**Prompt:** Carry on the news story about World War II Navy veteran Paul Randolph, starting after its final sentence.

**Exercise passage:**
_ _ _ _ _ _ _

POINT PLEASANT — How much of our lives are left to chance and how much is fate remains a timeless question but for one man approaching his 90th birthday, the key seems to have been simply showing up for life.
Paul Randolph was born in 1923, graduated from Wahama High School and lived in Mason County his whole life except for his service in the U.S. Navy. Randolph joined during World War II in March 1943 and soon left for Little Creek, Va. to do boat training, then was shipped to Florida for even more training and then to New York to prepare to depart for the Normandy invasion.
As chance or fate would have it, Randolph became ill and his unit left for Normandy without him. Had he gone, would his life have been different? Would he have made it home at all? Those questions will have to remain unanswered. What is known is Randolph recovered, was placed with a new unit and shipped off to England and then to France. Part of his travels were spent on the enormous troop ship the Aquitania.
Randolph said traveling with thousands of servicemen on a huge boat wasn’t hard to get used to - the vomiting from seasickness was another matter, he joked. However, like all situations you either make the best of it by getting used to it or continue to be seasick. As Randolph put it, he “got used to it.”
Randolph did see his training to pilot the smaller Landing Craft Mechanized boats put to use in Cherbourg France when a German U Boat sunk an American ship in the Cherbourg Harbour. Randolph said his crew were only able to save three men from the sunken ship due to the icy, winter water. Also, Randolph helped pull one of the unexploded German bombs from the Cherbourg Harbour to shore and away from fellow servicemen. Had he gone to Normandy, would someone else have been there to do these chores? Again, another question about the powers of fate and circumstance and how one life affects another.
Randolph eventually achieved the rank of Second Class Boatswain Mate. Still, he doesn’t feel he did “anything particularly special” while in the service and didn’t want to come across as bragging about that “anything.”
“I don’t want to go back but I’m glad I went,” Randolph joked about his adventure far from home when his country needed him and so many others.

_ _ _ _ _ _ _

**Dataset entries:**

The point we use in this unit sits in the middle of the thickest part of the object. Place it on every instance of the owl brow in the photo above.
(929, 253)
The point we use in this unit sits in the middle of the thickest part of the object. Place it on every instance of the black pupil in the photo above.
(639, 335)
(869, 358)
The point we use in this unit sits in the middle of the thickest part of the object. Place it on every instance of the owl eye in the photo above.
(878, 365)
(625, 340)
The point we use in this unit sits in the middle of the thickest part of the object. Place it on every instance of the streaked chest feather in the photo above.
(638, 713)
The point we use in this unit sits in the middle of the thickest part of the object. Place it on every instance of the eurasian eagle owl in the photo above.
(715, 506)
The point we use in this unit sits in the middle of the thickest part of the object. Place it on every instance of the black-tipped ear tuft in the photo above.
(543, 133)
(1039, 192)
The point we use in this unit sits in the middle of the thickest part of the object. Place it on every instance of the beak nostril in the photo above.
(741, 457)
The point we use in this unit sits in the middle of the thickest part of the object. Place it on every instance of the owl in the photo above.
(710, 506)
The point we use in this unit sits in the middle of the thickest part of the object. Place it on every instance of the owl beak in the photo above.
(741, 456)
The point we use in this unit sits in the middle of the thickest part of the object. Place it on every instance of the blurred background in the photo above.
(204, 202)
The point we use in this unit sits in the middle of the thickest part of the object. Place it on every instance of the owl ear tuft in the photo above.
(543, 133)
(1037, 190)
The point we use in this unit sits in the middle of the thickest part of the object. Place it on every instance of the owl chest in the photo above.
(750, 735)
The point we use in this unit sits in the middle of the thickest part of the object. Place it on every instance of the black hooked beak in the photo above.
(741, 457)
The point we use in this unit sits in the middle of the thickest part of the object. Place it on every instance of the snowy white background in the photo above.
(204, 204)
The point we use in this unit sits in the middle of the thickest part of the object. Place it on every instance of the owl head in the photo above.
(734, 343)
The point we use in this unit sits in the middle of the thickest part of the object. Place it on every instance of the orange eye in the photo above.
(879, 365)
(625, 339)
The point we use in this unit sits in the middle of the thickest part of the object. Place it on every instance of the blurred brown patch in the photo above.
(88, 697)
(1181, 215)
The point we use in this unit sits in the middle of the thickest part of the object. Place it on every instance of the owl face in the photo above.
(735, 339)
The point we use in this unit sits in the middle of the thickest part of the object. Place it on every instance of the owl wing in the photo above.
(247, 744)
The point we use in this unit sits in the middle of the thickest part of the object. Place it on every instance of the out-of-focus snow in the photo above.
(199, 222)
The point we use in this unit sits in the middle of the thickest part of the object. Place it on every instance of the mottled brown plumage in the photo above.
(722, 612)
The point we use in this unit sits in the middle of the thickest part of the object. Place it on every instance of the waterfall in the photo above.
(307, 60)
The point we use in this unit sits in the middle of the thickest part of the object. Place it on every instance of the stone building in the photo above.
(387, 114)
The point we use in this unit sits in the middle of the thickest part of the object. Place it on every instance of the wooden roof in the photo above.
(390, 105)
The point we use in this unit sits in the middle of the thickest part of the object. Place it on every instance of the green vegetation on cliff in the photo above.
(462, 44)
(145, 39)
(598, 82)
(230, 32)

_ _ _ _ _ _ _

**Answer to this exercise:**
Homesick from the day he left West Virginia to the day he returned from the war, fate or coincidence stepped into his life once again. A photo of he and his brother, George, who served in the South Pacific, appeared in the Point Pleasant Register, as a type of announcement about their service in the U.S. Navy. Randolph’s future wife, Alice Wolfe, saw the photo in the newspaper and declared “I’m going to marry him” in reference to Paul.
At that time, Alice and Paul hadn’t met or knew each other but as fate or chance had it, Paul saw her at restaurant one day in New Haven and sat down beside her - they were married for nearly 60 years before she passed away. Did the photo in the newspaper set the stage for a marriage of nearly 60 years? Or, did fate already have it planned whether Alice saw her husband’s face before she actually met him or not? Again, questions which can never be answered about turning left instead of right; about sitting down next to a girl in a restaurant, or not.
Paul and Alice had two daughters, Stella Krebs and Pauletta King, both of Point Pleasant, and of course, grand kids followed and life began to unfold either by chance or according to that master plan, depending on a person’s perspective.
This Sunday, Paul will turn 90. When recently speaking to the Point Pleasant Register, he sat and talked about his life and how he understood how many in the younger generations didn’t understand the realities of his generation.
“I wouldn’t have (understood) either if I hadn’t been there,” he said with a smile.
After all, if you don’t show up, neither does chance or fate.